== Brief ==
Leave out the pictures; transcribe all else exactly.

* begin *

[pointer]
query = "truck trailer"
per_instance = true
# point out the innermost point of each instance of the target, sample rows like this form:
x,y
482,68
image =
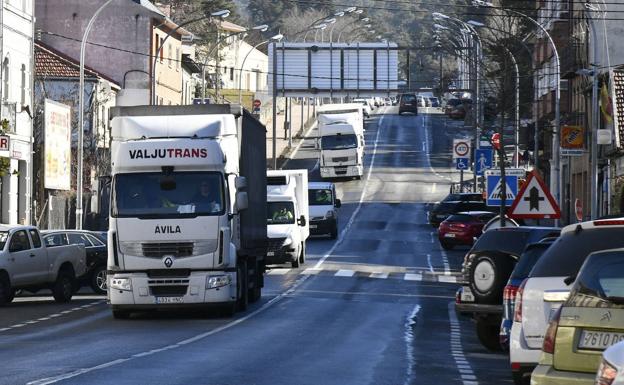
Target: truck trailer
x,y
187,223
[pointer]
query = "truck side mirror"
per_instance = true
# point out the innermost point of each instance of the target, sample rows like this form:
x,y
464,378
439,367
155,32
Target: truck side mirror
x,y
240,182
242,201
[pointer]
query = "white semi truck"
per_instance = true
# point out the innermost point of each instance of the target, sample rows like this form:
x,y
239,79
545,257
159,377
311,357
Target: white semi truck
x,y
288,216
187,225
341,141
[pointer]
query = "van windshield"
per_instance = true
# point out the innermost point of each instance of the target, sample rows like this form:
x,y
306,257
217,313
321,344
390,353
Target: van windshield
x,y
320,197
280,213
338,142
160,195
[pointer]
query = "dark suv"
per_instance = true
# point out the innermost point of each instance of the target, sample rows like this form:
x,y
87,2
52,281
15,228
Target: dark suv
x,y
408,103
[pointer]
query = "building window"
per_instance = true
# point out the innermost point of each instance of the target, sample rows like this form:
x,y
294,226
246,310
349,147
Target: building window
x,y
23,86
5,79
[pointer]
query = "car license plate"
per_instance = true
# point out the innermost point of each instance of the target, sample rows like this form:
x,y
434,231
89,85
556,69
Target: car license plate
x,y
162,300
467,295
599,340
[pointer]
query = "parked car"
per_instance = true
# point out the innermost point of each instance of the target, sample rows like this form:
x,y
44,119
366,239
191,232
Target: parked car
x,y
543,292
443,210
462,228
26,263
95,247
521,271
485,272
323,204
611,369
435,102
588,322
408,103
451,104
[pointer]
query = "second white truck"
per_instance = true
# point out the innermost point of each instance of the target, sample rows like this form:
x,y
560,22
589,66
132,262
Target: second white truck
x,y
341,141
288,216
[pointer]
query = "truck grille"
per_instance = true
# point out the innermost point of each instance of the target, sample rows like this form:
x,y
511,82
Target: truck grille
x,y
159,250
169,291
275,244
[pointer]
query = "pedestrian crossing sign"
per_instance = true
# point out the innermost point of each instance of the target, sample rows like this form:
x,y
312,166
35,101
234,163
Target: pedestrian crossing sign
x,y
494,190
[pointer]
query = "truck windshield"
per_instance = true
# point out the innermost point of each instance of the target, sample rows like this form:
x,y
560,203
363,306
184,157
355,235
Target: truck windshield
x,y
172,195
338,142
320,197
280,213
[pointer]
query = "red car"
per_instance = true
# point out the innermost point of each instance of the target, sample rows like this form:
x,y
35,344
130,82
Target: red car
x,y
462,228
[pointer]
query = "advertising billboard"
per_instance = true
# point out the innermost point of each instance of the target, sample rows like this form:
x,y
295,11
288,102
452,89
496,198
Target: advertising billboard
x,y
57,153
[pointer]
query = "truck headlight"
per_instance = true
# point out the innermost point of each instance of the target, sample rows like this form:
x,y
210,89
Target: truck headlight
x,y
215,281
121,284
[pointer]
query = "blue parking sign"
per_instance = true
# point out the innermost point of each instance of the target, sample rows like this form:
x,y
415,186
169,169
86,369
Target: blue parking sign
x,y
462,163
484,158
494,188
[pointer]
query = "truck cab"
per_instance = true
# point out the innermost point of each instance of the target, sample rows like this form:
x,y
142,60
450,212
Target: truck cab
x,y
341,142
288,218
180,228
323,204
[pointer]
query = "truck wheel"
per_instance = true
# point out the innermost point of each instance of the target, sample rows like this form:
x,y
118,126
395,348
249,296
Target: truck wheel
x,y
242,286
488,276
63,288
98,279
121,314
6,293
488,334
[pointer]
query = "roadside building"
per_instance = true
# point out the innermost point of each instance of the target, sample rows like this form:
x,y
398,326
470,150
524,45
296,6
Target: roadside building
x,y
16,168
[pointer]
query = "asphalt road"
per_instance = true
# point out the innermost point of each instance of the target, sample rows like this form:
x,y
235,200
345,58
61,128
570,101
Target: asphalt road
x,y
373,307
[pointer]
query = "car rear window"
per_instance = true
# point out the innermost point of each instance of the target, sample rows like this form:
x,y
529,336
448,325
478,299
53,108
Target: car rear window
x,y
565,257
600,282
528,259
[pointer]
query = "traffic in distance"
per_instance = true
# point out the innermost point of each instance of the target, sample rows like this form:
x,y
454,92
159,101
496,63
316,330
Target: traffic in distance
x,y
367,239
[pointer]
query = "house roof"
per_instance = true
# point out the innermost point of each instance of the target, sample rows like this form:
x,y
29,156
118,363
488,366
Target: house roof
x,y
50,63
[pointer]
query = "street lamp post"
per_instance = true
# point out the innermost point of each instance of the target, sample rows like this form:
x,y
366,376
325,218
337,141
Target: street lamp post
x,y
80,170
556,177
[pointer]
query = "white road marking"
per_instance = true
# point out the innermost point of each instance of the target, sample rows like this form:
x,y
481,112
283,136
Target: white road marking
x,y
344,273
359,206
463,367
412,277
278,272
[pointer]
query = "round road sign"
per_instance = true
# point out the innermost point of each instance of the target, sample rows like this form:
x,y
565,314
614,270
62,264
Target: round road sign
x,y
462,149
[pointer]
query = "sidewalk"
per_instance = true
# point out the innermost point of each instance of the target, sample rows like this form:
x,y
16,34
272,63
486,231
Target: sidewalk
x,y
282,148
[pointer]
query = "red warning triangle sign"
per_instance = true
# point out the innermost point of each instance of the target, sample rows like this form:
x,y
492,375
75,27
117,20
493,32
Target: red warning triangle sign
x,y
534,201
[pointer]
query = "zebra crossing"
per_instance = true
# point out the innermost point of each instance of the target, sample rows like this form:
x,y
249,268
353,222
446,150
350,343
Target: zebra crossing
x,y
367,271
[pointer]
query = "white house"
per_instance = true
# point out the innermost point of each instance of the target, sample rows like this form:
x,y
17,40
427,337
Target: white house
x,y
16,79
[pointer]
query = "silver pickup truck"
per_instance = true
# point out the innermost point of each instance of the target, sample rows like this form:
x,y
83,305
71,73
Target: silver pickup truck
x,y
27,264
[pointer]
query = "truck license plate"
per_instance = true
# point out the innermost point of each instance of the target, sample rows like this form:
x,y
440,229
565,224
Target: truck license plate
x,y
467,295
163,300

* end *

== Response ==
[pointer]
query = "truck trailer"
per_instance = true
# point out the innermost point of each instance of the target, sample rows like this form:
x,y
482,68
image =
Target: truck trailer
x,y
187,223
[pointer]
query = "truck side mirror"
per_instance = true
# point out the innermost point of each instance of the target, sample rows like this form:
x,y
464,378
439,367
155,32
Target: truck side mirror
x,y
240,182
242,201
[pointer]
query = "white semi truck"
per_instance = true
# point out the innermost point of each instance of the target, sample rows like this form:
x,y
239,79
545,257
159,377
311,357
Target: white semi truck
x,y
288,216
187,225
341,141
[pointer]
query = "van windshield"
per_instance = true
# point out the innermost point of each instance of the target, sample rows like this form:
x,y
306,257
217,313
321,344
390,353
Target: van windshield
x,y
320,197
280,213
338,142
160,195
[pointer]
query = "dark suv"
per_instance = true
# point out the innermost point of each instance of the target, sample rows like this form:
x,y
87,2
52,281
15,228
Target: dark suv
x,y
408,103
[pointer]
query = "building window"
per_instance = true
# point out the innermost point of each instance of the target, sample rows like this form:
x,y
294,226
246,310
349,147
Target: building window
x,y
23,86
5,79
[pointer]
query = "car license plate"
per_instance = true
# point out the innermost point of each instance of the target, sample rows like this form:
x,y
434,231
89,85
556,69
Target: car license plate
x,y
162,300
467,295
599,340
[pointer]
query = "parked car"
per_instance = true
# point out the innermost point of each instance of the target, sample rows like this form:
x,y
44,119
366,239
191,232
Target: parked car
x,y
543,292
443,210
462,228
26,263
95,247
521,271
485,272
323,204
611,369
435,102
588,322
408,103
451,104
[pointer]
query = "second white truck"
per_instance = true
# point out the innermost point of each instance of the target, sample rows like this form:
x,y
560,22
589,66
132,262
Target: second white truck
x,y
341,141
288,216
[pointer]
query = "truck grille"
per_instance = true
# point out the innermost point of each instance of the target, sample rows like this form:
x,y
511,82
Target: truck grille
x,y
159,250
169,291
275,244
[pointer]
query = "pedestrian crossing sign"
per_instance = true
# point out the innermost point of each instance of the target, sample rows like this form:
x,y
312,166
35,101
234,163
Target: pedestrian crossing sign
x,y
494,190
[pointer]
query = "truck windshield"
per_instance = true
# point out the innermost point of each instance of the target, sample rows like this form:
x,y
560,203
363,306
184,157
355,235
Target: truck windshield
x,y
172,195
338,142
320,197
280,213
[pointer]
query = "red car"
per_instance = true
# point out the innermost point of each instance of the target, sample rows like this form:
x,y
35,344
130,82
Target: red car
x,y
462,228
[pointer]
query = "advertising billboard"
per_instance = true
# point out the innermost point of each instance of the target, sample rows like this form:
x,y
295,11
288,102
452,89
496,198
Target: advertising billboard
x,y
57,153
[pointer]
query = "truck headlight"
per_instance = true
# point out the innermost point of each instance of the target, sample rows like this form:
x,y
210,89
Target: truck headlight
x,y
215,281
121,284
[pointer]
query = "blue parking sign"
per_instance = true
# point out the innermost point of each instance of the target, sample rows like this form:
x,y
415,186
169,169
86,369
Target: blue parking sign
x,y
462,163
484,158
494,188
[pointer]
query = "truck cab"
per_instance = true
# point out the innermost point of each instance of the target, sample rows like this form:
x,y
142,60
450,212
Target: truck cab
x,y
341,142
288,218
180,228
323,204
[pointer]
query = "truck wheel"
per_instance = true
# point out the innermost point of each instance of the target, sample rows like this form:
x,y
118,126
395,348
249,296
Target: truck wheel
x,y
242,286
488,276
63,288
98,279
121,314
6,293
488,334
[pointer]
query = "roadside building"
per_instance = true
# point out the innermost point of each instance of the target, sample rows like this form:
x,y
398,326
470,150
524,45
296,6
Target: roadside building
x,y
16,168
[pointer]
query = "asphalt road"
per_instance = true
# point out the innermost point of each instance of the target, sample rows like this form:
x,y
235,200
345,58
61,128
570,101
Target: asphalt road
x,y
373,307
[pointer]
query = "car rear window"
per_instance = true
# point out the innermost point of each instance of the target, sample rows like this form:
x,y
529,336
448,325
478,299
53,108
Target: car rear window
x,y
565,257
600,282
528,259
[pointer]
query = "traffic in distance"
per_instance = true
# point out the innermost point of each instance of the target, sample rows like this form:
x,y
454,92
159,101
496,63
316,330
Target: traffic in distance
x,y
367,239
[pointer]
query = "house roof"
per_instance = true
# point out the innermost point of each instance of the target, sample rows like this form:
x,y
29,156
118,363
488,366
Target: house roof
x,y
50,63
[pointer]
query = "street lamp post"
per_instance = true
# point out the innermost point of each instance of the target, sample rows like this form:
x,y
366,376
325,218
337,141
Target: street lamp post
x,y
80,170
556,177
[pointer]
query = "white road marking"
per_instance = true
# point out the innermost point of each instance of the target, sample rows like this form:
x,y
481,112
283,136
Target: white road marking
x,y
344,273
359,206
463,367
412,277
278,272
[pointer]
query = "round road sign"
per_instance = true
# point out the innermost point of each instance of the target, sample rows like this form:
x,y
565,314
614,270
62,264
Target: round road sign
x,y
462,149
[pointer]
query = "sidewalk"
per_instance = true
# point out the innermost point of each instance of the target, sample rows like this form:
x,y
16,34
272,63
486,231
Target: sidewalk
x,y
282,148
[pointer]
query = "red warning triangle sign"
per_instance = true
# point out the innermost point of each instance of the target, sample rows like this form:
x,y
492,375
75,27
117,20
493,32
Target: red warning triangle sign
x,y
534,201
[pointer]
query = "zebra crossing"
per_instance = true
# point out the innermost point of each instance of the target, sample rows like this form:
x,y
249,268
353,222
446,150
350,343
Target: zebra crossing
x,y
367,271
[pointer]
query = "white house"
per_instance = true
# point out the innermost point of each instance of the target, sample rows like this form:
x,y
17,40
427,337
Target: white house
x,y
16,79
[pointer]
query = "silver pickup truck"
per_instance = true
# point out the innermost point of each instance of the target, sample rows like this form:
x,y
83,305
71,73
Target: silver pickup truck
x,y
27,264
[pointer]
query = "truck license plate"
per_instance = true
# point out the innermost point of each instance of the target, sample rows like this form:
x,y
440,229
565,224
Target: truck license plate
x,y
467,295
163,300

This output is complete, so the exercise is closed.